## BEGIN RECORDS SHOWN

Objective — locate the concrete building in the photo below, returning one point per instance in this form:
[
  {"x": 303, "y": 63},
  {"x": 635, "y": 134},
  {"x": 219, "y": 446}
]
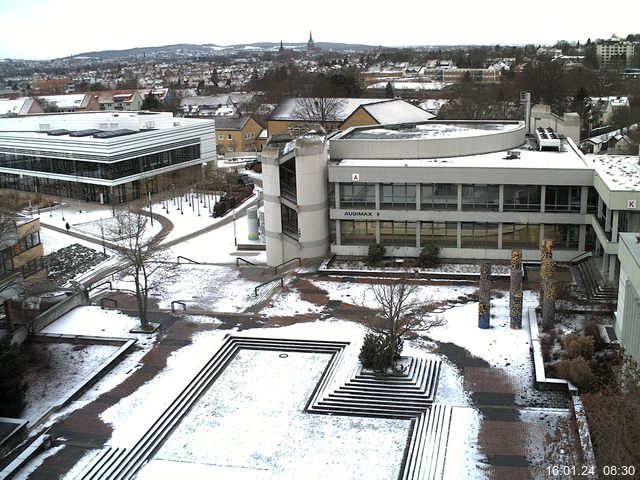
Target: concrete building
[
  {"x": 477, "y": 189},
  {"x": 237, "y": 135},
  {"x": 21, "y": 253},
  {"x": 627, "y": 318},
  {"x": 77, "y": 102},
  {"x": 105, "y": 157},
  {"x": 19, "y": 106},
  {"x": 615, "y": 53}
]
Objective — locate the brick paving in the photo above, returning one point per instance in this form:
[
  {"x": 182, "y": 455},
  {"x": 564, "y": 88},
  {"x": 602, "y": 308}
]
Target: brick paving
[{"x": 506, "y": 440}]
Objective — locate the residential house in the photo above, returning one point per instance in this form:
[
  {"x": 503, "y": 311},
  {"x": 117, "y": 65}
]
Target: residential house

## END RECORDS SHOWN

* _TASK DETAILS_:
Return, word for word, each line from the line that contains "Objective — locate the brick" to the end of the listing above; include both end lines and nothing else.

* _OUTPUT_:
Objective — locate the brick paving in the photo above, returning one point per instance in this form:
[
  {"x": 182, "y": 455},
  {"x": 564, "y": 88},
  {"x": 602, "y": 308}
]
Target: brick paving
[{"x": 506, "y": 440}]
Objective — locate the residential house in the photo above, returning one point per instance in this form:
[
  {"x": 503, "y": 311},
  {"x": 117, "y": 65}
]
Target: residential house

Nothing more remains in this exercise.